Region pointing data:
====
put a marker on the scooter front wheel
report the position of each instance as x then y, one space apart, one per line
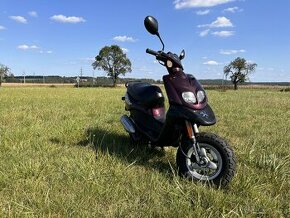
218 165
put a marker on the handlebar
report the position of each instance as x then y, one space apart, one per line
149 51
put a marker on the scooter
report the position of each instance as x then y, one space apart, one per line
200 156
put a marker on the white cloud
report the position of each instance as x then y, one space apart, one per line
219 22
212 63
232 51
64 19
204 33
124 39
180 4
18 19
204 12
233 10
33 14
27 47
125 50
223 33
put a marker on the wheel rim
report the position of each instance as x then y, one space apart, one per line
204 172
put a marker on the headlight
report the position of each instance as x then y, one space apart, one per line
189 97
200 96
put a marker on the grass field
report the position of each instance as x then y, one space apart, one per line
63 152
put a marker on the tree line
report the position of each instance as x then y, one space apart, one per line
114 61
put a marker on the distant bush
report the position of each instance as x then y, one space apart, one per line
285 90
218 88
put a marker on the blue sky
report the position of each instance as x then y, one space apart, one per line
59 37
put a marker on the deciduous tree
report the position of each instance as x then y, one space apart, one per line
238 70
113 61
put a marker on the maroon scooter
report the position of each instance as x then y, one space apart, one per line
200 156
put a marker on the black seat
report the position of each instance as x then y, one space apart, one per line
146 94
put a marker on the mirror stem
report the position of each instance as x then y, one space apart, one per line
161 41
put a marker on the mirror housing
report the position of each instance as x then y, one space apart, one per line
182 54
151 25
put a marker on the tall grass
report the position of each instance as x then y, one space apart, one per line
63 152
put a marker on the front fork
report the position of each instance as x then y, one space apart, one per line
192 130
200 153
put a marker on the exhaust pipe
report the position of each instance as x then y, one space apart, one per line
127 124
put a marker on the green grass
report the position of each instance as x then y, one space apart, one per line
63 152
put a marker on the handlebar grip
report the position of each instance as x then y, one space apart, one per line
149 51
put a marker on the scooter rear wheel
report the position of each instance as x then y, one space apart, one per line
219 166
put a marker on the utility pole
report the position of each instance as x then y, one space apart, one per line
81 72
24 77
93 78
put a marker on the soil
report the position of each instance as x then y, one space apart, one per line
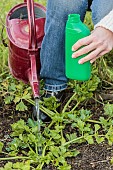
91 157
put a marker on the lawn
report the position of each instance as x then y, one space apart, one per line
79 137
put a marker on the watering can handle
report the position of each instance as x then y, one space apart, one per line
32 26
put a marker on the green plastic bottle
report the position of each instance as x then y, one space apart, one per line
75 30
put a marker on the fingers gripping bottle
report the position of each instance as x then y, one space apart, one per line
75 30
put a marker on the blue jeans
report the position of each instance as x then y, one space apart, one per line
53 45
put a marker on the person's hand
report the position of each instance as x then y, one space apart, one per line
96 45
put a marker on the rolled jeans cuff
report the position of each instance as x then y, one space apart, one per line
55 88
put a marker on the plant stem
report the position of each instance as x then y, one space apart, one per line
93 121
67 104
16 157
75 106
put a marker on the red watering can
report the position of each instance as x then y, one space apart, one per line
25 29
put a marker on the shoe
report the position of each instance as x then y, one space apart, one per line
60 96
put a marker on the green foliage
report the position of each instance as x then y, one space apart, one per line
53 140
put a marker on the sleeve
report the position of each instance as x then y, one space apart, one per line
106 22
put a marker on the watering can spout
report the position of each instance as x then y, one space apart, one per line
33 76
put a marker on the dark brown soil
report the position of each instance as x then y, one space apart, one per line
91 157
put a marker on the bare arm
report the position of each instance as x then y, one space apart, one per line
97 44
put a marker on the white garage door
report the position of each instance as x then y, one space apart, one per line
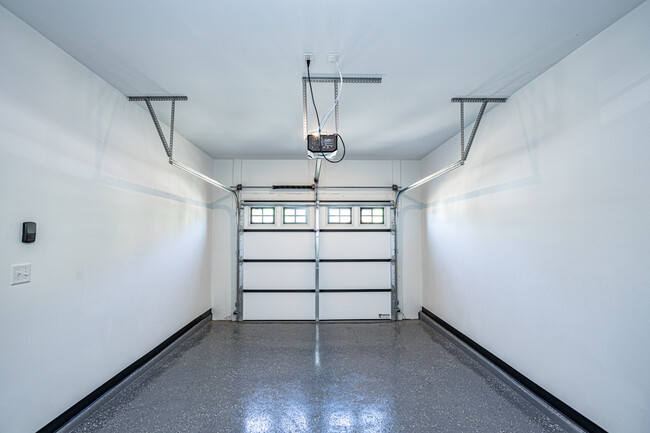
295 266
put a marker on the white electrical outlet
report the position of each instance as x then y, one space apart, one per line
21 274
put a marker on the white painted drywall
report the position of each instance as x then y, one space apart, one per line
301 172
122 253
538 248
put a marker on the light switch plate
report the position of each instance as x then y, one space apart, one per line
21 274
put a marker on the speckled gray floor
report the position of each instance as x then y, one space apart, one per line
332 377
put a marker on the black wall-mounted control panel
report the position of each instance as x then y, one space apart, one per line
327 144
29 232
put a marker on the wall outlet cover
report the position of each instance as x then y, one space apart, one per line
21 274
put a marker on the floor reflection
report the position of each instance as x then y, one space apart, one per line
269 415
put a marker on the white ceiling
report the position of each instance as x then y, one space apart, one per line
241 62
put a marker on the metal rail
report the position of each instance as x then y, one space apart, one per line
464 152
335 79
169 150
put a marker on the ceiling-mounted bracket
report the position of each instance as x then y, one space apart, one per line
336 80
483 101
169 148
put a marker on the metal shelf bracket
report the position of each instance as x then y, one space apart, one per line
464 151
169 148
335 79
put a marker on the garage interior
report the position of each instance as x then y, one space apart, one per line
337 217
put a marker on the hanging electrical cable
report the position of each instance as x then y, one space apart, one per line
327 115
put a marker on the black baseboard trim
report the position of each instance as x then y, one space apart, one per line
540 392
82 404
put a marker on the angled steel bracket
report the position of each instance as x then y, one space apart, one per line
363 79
169 148
483 101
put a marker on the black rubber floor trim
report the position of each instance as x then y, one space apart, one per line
66 416
549 398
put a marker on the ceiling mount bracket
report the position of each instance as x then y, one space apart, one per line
169 148
335 79
464 151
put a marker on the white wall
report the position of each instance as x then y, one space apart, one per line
301 172
538 248
122 254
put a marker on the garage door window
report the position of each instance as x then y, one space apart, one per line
339 215
294 215
262 215
372 215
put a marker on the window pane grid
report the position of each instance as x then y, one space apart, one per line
292 215
339 215
262 215
372 215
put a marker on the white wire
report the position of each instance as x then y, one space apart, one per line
336 101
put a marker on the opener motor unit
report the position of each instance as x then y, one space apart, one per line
326 147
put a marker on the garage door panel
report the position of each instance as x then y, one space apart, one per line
279 275
355 275
354 245
279 306
279 245
361 305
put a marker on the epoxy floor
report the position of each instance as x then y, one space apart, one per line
332 377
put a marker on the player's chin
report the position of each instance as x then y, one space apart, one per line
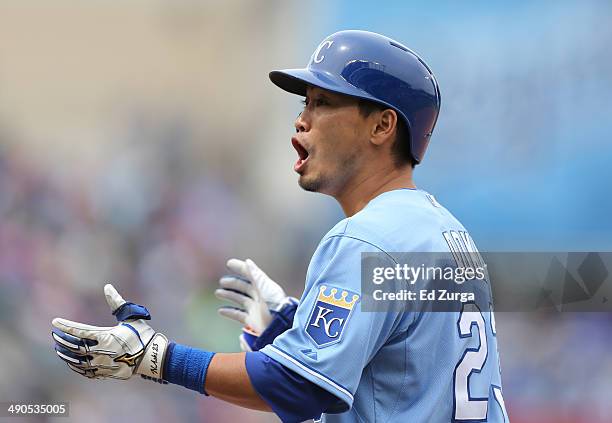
309 182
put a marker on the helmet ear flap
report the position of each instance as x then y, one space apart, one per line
373 67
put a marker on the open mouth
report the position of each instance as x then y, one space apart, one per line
302 155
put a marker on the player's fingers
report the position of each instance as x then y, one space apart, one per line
234 314
71 342
113 299
70 356
234 297
79 330
237 284
238 266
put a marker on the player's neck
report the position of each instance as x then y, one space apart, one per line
361 190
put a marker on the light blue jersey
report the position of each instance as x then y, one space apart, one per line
391 366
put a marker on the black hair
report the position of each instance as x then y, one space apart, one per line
400 149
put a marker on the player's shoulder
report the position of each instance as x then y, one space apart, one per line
398 220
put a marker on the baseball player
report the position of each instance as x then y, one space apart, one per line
370 107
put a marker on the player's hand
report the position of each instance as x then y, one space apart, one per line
118 352
254 294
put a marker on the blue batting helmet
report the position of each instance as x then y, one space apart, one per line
373 67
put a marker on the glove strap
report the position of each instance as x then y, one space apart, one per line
152 364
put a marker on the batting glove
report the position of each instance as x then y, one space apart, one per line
117 352
257 297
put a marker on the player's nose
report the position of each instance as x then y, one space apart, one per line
300 123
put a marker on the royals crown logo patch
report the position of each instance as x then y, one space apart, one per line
330 315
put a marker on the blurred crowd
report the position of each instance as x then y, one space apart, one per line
172 193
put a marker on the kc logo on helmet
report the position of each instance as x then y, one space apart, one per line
330 316
317 57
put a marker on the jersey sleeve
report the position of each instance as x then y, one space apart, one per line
332 340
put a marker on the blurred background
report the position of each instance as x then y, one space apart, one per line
141 143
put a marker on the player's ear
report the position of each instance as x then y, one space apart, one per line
383 127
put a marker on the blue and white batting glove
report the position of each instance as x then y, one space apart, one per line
117 352
258 299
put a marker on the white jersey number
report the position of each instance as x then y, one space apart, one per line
467 408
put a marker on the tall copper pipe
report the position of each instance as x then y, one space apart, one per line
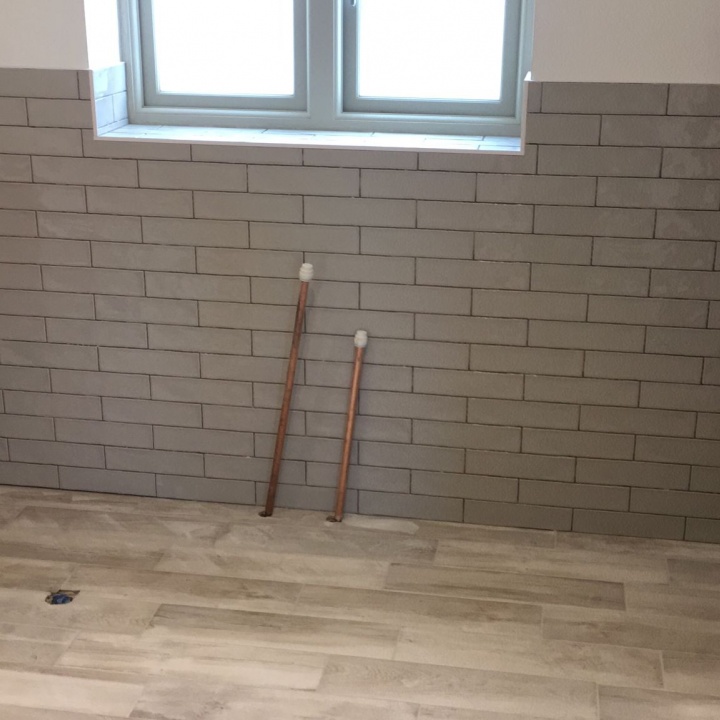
360 345
306 275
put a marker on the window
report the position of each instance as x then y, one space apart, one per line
450 67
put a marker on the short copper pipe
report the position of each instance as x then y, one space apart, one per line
306 274
360 345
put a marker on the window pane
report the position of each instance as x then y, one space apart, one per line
430 49
225 47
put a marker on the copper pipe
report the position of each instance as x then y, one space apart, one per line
360 345
306 275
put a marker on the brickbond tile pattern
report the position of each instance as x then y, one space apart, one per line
545 328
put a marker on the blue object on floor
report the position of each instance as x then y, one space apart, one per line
61 597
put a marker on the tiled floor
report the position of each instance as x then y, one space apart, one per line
192 611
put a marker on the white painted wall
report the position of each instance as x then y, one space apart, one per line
42 34
101 22
654 41
575 40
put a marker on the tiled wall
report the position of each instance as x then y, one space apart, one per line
545 329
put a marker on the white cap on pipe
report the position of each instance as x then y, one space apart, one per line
306 272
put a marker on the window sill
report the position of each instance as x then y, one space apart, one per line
308 139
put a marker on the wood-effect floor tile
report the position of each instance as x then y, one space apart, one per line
410 609
20 713
461 688
292 632
32 645
159 652
335 540
170 699
54 691
694 572
186 589
466 582
631 704
531 656
692 674
639 546
697 602
437 713
486 534
560 562
87 612
33 574
281 567
153 532
631 629
199 611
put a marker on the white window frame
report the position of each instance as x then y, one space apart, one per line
325 100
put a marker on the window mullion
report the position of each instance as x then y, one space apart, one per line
323 55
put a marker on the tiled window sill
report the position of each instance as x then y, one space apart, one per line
338 140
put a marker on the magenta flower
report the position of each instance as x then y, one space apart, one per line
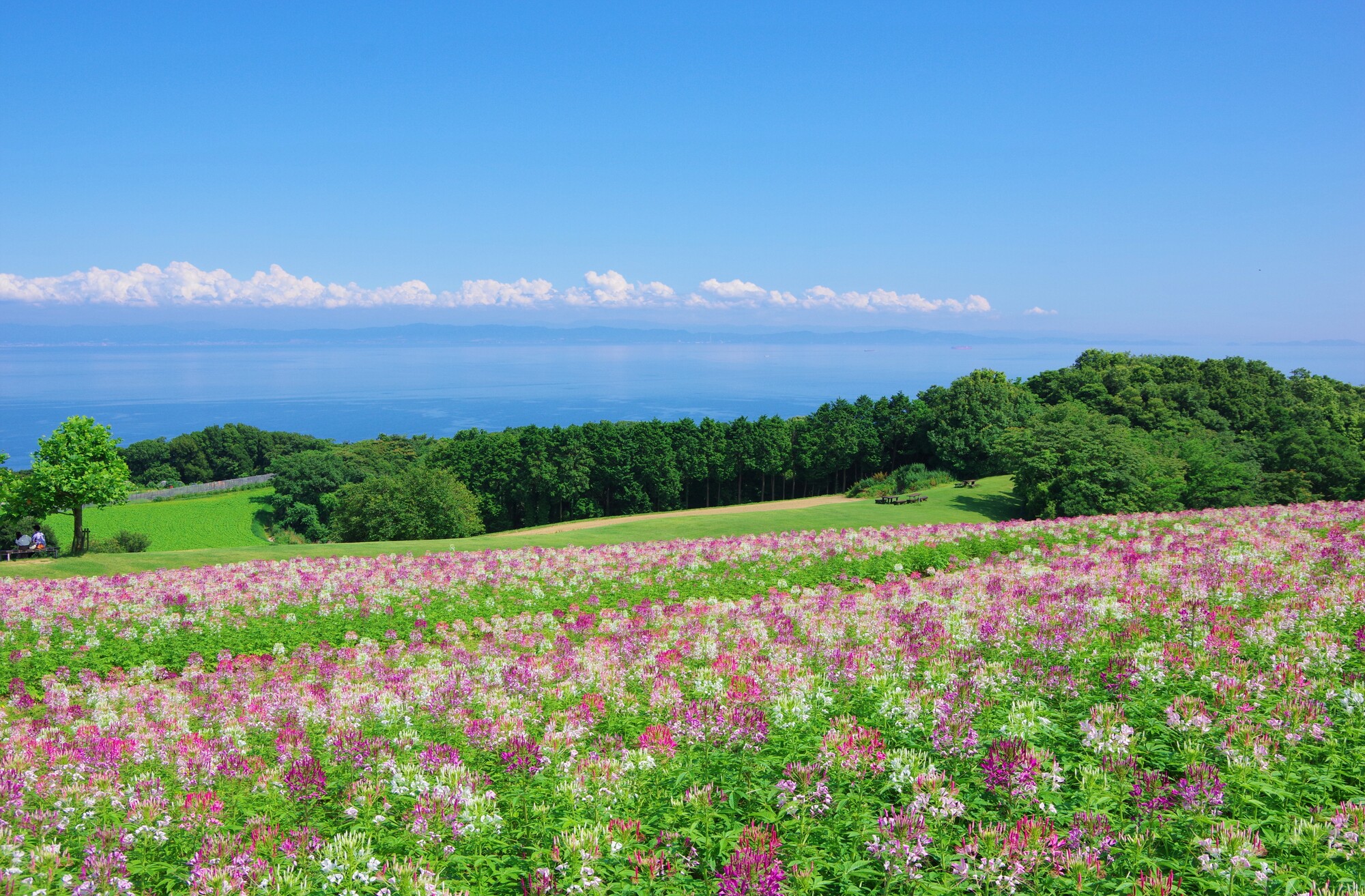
306 780
522 754
754 867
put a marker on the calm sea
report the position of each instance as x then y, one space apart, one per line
351 392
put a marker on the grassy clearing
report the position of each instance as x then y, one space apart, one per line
227 519
992 500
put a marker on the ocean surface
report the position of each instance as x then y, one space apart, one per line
358 390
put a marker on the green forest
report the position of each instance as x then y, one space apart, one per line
1110 433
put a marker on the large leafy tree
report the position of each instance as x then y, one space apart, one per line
80 463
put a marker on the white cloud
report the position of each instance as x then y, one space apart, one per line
735 290
184 285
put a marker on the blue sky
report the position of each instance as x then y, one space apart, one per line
1138 169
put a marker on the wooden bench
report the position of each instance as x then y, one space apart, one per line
902 499
18 553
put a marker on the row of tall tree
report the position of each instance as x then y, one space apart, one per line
1112 432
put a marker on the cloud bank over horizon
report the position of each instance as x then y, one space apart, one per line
186 286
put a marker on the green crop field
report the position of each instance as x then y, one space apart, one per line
227 519
992 500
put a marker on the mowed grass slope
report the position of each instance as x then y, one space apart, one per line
227 519
990 502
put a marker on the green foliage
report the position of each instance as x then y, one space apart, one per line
216 452
971 416
990 502
418 503
1241 431
301 481
220 519
124 541
78 463
913 477
1071 461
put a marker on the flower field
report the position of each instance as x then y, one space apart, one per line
1154 704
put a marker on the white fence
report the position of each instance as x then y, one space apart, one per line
222 485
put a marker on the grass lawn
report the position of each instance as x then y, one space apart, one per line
992 500
226 519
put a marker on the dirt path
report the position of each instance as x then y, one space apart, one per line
795 504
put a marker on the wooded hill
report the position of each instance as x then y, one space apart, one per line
1110 433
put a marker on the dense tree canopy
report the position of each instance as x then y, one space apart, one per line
1213 433
218 452
1071 461
418 503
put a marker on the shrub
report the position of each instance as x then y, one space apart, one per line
913 477
418 503
124 543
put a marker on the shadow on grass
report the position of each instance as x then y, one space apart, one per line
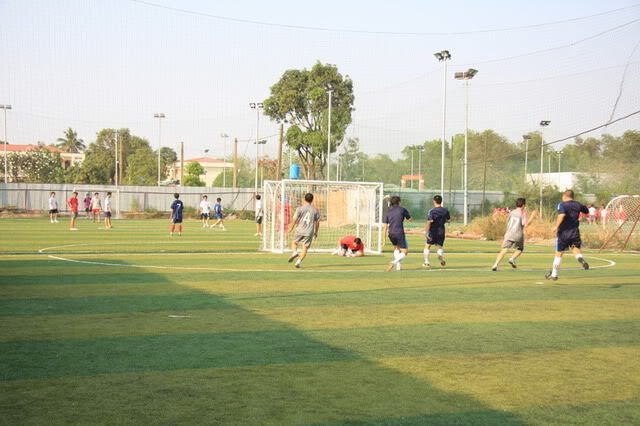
280 375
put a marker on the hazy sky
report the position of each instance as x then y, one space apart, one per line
90 64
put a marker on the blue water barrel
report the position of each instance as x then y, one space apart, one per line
294 171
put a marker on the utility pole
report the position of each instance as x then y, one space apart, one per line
181 163
280 142
484 175
235 163
330 92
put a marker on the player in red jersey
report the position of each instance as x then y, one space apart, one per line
350 246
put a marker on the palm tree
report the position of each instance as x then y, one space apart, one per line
70 142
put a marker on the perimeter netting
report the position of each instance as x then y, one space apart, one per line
346 208
621 223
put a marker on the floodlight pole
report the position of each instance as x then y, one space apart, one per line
257 106
543 124
330 92
466 76
159 116
6 168
443 56
526 155
224 137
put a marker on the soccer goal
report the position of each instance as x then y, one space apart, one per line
620 220
346 208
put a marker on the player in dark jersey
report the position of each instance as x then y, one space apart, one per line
176 215
434 231
568 232
393 223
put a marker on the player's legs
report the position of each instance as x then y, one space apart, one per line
499 258
426 251
578 254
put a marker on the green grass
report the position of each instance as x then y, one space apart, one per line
130 326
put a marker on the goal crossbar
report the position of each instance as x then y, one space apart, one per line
346 208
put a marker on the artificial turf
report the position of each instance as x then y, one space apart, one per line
131 326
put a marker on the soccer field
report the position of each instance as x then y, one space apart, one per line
131 326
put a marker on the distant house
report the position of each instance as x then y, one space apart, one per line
====
Beginning at the line above that contains "put a marker on the dark brown soil", repeat each line exactly through the one that contains "put a marker on the light switch plate", and leave out the pictures.

put a marker on the dark brown soil
report the position of each instance as x then y, one space apart, one per line
91 157
put a marker on the bare arm
report the position of each instance as x then y, one space apart, one per line
97 44
put a marker on the white garage door
report the position of each instance as x then y, one space apart, one per line
295 266
put a marker on the white electrical outlet
report the position of each instance as x then y, one space apart, one per line
21 274
put a marker on the white painted drywall
report the position of each instance as x then y, one space apart, one per line
301 172
122 253
538 248
put a marker on the light switch plate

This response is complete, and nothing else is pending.